**Passage:**
>>>>
Invitae has become the fifth genetic diagnostic test developer since July to be sued on patent-infringement grounds by Myriad Genetics.

Myriad has asked the U.S. District Court for the District of Utah for temporary and permanent injunctions against Invitae from selling or using products it says infringe on 11 patents held by Myriad and other assignees; as well as damages, and the delivery to Myriad of all products it believes infringe the patents.

The 11 patents – which cover tests for BRCA and MUTYH – are held by Myriad with other assignees, including the University of Utah Research Foundation, the Trustees of the University of Pennsylvania, an entity affiliated with Toronto’s Hospital for Sick Children, and Canadian company Endorecherche.

Invitae responded yesterday with a statement in which it promised to “vigorously defend itself against the lawsuit, which it believes has no merit.”

“The issue of DNA patents goes far beyond BRCA testing,” Randy Scott, Invitae’s co-founder, said in a statement. “Our company was founded around the core belief that every individual has the right to self-knowledge (meaning they have a right to know their own DNA sequence information).”

Invitae says it charges $1,500 for full gene sequencing for both BRCA1 and BRCA2 with deletion and duplication analysis to physicians with the ability to upgrade to a larger hereditary cancer syndromes panel of 27 genes.

“Invitae’s mission is to reinvent genetic testing by making it more affordable and accessible than ever before. The company’s goal is to bring multi-use genetic testing into routine medical practice,” Scott said.
<<<<
**Material shown:**
>>>>
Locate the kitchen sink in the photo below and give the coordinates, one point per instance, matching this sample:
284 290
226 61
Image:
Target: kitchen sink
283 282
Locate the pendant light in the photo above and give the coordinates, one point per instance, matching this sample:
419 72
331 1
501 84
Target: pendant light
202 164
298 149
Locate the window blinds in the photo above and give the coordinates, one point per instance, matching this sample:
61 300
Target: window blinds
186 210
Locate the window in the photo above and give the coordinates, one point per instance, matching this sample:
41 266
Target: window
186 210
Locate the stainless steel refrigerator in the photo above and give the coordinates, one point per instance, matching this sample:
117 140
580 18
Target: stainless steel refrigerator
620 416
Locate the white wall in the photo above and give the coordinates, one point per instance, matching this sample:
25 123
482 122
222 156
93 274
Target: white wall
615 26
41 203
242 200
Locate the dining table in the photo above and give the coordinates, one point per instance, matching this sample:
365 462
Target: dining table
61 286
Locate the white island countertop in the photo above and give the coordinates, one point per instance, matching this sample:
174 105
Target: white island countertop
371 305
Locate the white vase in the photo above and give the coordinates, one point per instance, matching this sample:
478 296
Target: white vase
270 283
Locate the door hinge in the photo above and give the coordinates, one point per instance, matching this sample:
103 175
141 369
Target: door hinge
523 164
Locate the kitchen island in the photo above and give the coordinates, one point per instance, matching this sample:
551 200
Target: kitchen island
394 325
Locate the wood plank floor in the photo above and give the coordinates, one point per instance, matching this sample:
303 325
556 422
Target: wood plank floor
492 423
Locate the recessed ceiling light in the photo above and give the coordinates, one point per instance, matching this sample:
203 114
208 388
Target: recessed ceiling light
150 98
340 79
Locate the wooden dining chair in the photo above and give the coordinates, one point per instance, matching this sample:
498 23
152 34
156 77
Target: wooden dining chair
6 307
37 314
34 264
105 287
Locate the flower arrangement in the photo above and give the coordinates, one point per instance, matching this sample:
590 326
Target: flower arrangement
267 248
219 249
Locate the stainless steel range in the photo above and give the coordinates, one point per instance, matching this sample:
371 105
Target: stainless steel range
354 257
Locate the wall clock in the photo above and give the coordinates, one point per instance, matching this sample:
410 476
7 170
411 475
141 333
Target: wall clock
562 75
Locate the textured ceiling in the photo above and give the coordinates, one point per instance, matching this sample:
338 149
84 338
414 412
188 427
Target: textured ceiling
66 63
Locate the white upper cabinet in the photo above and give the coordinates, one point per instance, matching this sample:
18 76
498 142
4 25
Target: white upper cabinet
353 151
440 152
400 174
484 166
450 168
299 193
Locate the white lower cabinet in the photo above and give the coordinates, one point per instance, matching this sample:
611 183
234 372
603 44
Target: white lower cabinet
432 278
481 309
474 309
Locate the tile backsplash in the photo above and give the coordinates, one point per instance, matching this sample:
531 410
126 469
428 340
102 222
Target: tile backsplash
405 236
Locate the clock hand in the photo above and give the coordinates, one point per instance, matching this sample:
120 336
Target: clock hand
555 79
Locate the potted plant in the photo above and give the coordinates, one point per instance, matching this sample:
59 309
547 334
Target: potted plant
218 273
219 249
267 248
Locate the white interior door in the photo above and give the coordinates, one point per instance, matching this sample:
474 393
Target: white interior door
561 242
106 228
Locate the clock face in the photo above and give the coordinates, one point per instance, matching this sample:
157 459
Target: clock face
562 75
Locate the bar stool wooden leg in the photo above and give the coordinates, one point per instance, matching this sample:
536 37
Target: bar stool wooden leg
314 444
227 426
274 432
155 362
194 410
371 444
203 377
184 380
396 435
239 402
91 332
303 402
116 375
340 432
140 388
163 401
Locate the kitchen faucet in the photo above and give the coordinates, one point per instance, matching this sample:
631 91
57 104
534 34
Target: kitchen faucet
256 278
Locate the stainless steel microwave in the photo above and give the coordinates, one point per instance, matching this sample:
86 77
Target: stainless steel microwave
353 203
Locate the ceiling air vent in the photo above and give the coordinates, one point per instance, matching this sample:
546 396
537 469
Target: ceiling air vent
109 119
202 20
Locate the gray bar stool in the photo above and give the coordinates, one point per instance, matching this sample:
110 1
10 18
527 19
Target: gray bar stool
<<<<
**Exercise:**
Continue the article on Myriad Genetics' patent lawsuit against Invitae, starting after its final sentence.

**Task output:**
Scott also said Invitae believes “that no company can claim ownership over naturally occurring genetic information.” He cited the U.S. Supreme Court’s June 13 decision in Association for Molecular Pathology (AMP) v. Myriad Genetics, in which the high court unanimously overturned seven of Myriad Genetics’ 24 patents related to its discovery of the precise location and sequence of breast cancer susceptibility genes BRCA 1 and 2; and the court’s decision last year in Prometheus Laboratories v. Mayo Collaborative Services, when Nestle’s Prometheus Laboratories subsidiary suffered a stinging legal defeat as a unanimous Supreme Court held as ineligible for patenting the company’s methods of dosage calibration for thiopurine drugs for gastrointestinal and nongastrointestinal autoimmune diseases.

But in the AMP v. Myriad ruling, the justices also held that companies can patent composite DNA and other synthetic genetic material not meeting the “product of nature” exemption from patentability under 35 U.S.C. § 101.

And as Myriad has pointed out in the weeks since the decision, the Supreme Court did not overturn all of its genetic testing patents, leaving the remaining ones in its view to be valid and enforceable. Myriad’s first patent infringement suits came within weeks of the Supreme Court decision; the company has gone to court against Ambry, Gene by Gene, GeneDx, and Quest Diagnostics.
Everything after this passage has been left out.